What is being asked: Copy every line of the material below verbatim, keeping the original order.

Input data:
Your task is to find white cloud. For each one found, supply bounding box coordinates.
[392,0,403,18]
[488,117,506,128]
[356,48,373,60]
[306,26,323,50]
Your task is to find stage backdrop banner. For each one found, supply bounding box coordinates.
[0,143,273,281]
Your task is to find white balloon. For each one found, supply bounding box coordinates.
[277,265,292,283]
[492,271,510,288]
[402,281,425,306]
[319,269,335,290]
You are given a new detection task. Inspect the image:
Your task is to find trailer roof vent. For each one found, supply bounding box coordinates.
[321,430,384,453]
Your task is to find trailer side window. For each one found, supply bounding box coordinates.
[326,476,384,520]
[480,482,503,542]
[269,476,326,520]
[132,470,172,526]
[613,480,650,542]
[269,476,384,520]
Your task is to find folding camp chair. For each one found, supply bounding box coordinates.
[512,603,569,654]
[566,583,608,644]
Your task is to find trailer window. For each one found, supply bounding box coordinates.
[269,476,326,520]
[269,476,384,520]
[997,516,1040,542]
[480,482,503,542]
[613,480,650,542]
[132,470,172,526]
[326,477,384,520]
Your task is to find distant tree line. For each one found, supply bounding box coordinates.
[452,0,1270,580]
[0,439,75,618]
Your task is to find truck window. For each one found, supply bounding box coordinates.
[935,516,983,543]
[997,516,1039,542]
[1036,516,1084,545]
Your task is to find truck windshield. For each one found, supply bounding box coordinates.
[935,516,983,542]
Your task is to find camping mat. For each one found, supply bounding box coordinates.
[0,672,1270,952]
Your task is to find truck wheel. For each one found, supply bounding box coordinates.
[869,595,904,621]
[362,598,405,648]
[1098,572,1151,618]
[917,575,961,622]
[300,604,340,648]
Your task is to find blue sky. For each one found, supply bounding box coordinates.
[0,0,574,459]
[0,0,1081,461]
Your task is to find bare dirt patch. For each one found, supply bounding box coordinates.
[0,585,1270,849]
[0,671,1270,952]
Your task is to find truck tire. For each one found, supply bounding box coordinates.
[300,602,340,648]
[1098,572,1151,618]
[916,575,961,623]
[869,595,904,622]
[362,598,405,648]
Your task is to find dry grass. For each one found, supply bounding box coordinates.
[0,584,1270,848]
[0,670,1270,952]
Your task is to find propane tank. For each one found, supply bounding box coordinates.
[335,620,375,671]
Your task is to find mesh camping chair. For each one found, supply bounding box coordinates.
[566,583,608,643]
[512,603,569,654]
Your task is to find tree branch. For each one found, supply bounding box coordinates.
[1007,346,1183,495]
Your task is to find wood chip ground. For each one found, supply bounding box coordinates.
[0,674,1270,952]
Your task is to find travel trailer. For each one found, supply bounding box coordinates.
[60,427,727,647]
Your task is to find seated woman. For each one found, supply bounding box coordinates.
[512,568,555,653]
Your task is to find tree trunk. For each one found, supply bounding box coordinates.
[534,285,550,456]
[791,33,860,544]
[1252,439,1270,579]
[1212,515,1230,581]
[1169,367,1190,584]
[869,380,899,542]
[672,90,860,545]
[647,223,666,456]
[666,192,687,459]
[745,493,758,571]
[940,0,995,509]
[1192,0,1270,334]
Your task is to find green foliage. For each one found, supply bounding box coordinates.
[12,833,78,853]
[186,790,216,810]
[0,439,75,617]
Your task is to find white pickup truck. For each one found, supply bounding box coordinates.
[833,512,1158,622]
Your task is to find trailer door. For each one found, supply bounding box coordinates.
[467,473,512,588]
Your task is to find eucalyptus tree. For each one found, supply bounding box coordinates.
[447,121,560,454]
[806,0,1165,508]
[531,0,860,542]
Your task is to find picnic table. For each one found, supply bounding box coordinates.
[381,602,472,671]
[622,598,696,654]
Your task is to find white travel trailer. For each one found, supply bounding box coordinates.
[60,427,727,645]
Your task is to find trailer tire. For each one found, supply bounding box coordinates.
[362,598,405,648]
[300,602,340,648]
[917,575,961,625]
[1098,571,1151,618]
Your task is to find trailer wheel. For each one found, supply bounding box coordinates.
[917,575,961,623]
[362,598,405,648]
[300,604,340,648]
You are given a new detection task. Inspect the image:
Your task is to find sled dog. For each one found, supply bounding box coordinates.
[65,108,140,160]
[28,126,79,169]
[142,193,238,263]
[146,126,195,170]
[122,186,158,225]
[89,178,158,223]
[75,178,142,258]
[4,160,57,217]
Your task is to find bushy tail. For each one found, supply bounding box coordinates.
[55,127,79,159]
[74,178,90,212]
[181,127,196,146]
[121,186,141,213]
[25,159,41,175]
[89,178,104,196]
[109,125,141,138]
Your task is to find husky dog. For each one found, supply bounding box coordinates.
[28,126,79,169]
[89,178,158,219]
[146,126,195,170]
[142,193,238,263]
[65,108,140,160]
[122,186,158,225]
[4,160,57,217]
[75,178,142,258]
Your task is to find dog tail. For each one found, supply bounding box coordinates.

Written solution:
Your task is to find white cloud. For each one found, supply bounding box coordinates.
[392,0,403,18]
[488,117,506,128]
[356,48,373,60]
[306,26,323,50]
Your task is to find stage backdrop banner. For each one found, supply bounding box coordinates.
[0,143,273,281]
Your task is to find white balloon. For each one found, supply bounding box coordinates.
[277,265,292,283]
[492,271,510,288]
[402,281,425,306]
[319,269,335,290]
You are given a new detection task. Inspect the image:
Your task is to find trailer roof vent. For each one found, supply bounding box coordinates.
[321,430,384,453]
Your task is to find trailer side window. For each one found, supply bounding box coordinates.
[326,476,384,520]
[480,482,503,542]
[269,476,326,520]
[132,470,172,526]
[613,480,650,542]
[269,476,384,520]
Your task is to find folding camp chair. For each one found, supply bounding box coordinates.
[512,603,569,654]
[566,583,608,644]
Your task is to find trailer window. For each one found, supply bounding box coordinates.
[269,476,326,520]
[269,476,384,520]
[997,516,1040,542]
[480,482,503,542]
[613,480,650,542]
[132,470,172,526]
[326,477,384,520]
Your task is to find distant tree line. For each one found, supply bounding box coordinates.
[452,0,1270,580]
[0,439,75,618]
Your task is to find truck window. For each one found, supply bounding box coordinates.
[935,516,983,543]
[997,516,1039,542]
[1036,516,1084,545]
Your task is to find truck windshield. For each one found, supply bounding box coordinates.
[935,516,983,542]
Your task is to find camping mat. For each one found, supply bounding box coordinates.
[0,672,1270,952]
Your task is to find truck wheel. For each one found, supply bounding box coordinates.
[869,595,904,621]
[362,598,405,648]
[1098,572,1151,618]
[917,575,961,622]
[300,604,340,648]
Your task is to find blue sky. For each one found, supply bounding box coordinates.
[0,0,574,459]
[0,0,1081,461]
Your task is to find bare dirt patch. For each one found, supply bounding box coordinates.
[0,585,1270,849]
[0,671,1270,952]
Your task is to find truck tire. For each one found, supply bounding box coordinates.
[300,602,340,648]
[1098,572,1151,618]
[916,575,961,623]
[869,595,904,622]
[362,598,405,648]
Your task is to find dry grass. For each one found, supply bounding box coordinates.
[0,584,1270,848]
[0,670,1270,952]
Your task is to find propane tank. For each one found, supply bounding box coordinates.
[335,620,375,671]
Your task is to find mesh camping chair. For each one found, supply bounding box coordinates.
[566,583,608,643]
[512,603,569,654]
Your task is to find tree branch. For each one found, supply bounding box coordinates.
[1007,346,1183,495]
Your task is to find wood chip ground. For each one found, supply bounding box coordinates.
[0,674,1270,952]
Your task is to find travel trailer. For each one found, supply bounding box coordinates.
[60,427,727,647]
Your task is to find seated woman. For each one found, supply bounding box coordinates.
[512,568,555,653]
Your task is to find tree trunk. For each one found, supply bounding box coordinates.
[534,285,550,456]
[791,33,860,544]
[1252,439,1270,579]
[1212,515,1230,581]
[1169,367,1190,584]
[869,380,899,542]
[672,90,860,545]
[647,223,666,456]
[666,192,687,459]
[745,493,758,571]
[940,0,995,509]
[1192,0,1270,334]
Your task is to find green foliage. For each one found, supply bounding box coordinates.
[12,833,78,853]
[186,790,216,810]
[0,439,75,617]
Your task is to find white pickup truck. For each one found, supply bounding box coordinates.
[833,512,1158,622]
Your task is to find trailer door. For each one found, supply bounding box coordinates.
[467,473,512,588]
Your task is to find eucalyptus tree. For each one found, supply bounding box coordinates.
[447,121,560,454]
[806,0,1165,508]
[531,0,860,542]
Your task is to find picnic table. For each one found, supply bounding box coordinates.
[381,602,472,671]
[622,598,696,654]
Your task is to find white travel trailer. For each one found, supply bounding box coordinates.
[60,427,727,645]
Your task is to find trailer tire. For each one found, supply bounding box coordinates.
[362,598,405,648]
[300,602,340,648]
[917,575,961,625]
[1098,571,1151,618]
Your task is to find trailer wheel. For each one found, supply bounding box coordinates.
[917,575,961,623]
[362,598,405,648]
[300,604,340,648]
You are given a new detection task. Inspect the image:
Your task is to find sled dog. For each one found, supply bounding box coordinates.
[65,108,140,160]
[28,126,79,169]
[142,193,238,263]
[146,126,195,170]
[122,186,158,225]
[89,178,158,223]
[75,178,142,258]
[4,160,57,217]
Your task is to find bushy tail. For each one found, supply bounding box coordinates.
[55,127,79,159]
[74,178,90,212]
[181,127,196,146]
[121,186,141,213]
[25,159,41,175]
[89,178,104,196]
[109,125,141,138]
Your task is to find husky dog. For each one found, supply bounding box coordinates.
[28,126,79,169]
[89,178,158,219]
[146,126,195,170]
[142,193,238,263]
[65,108,140,160]
[122,186,158,225]
[4,160,57,217]
[75,178,142,258]
Your task is to find dog tail. For each one found, supply bounding box coordinates.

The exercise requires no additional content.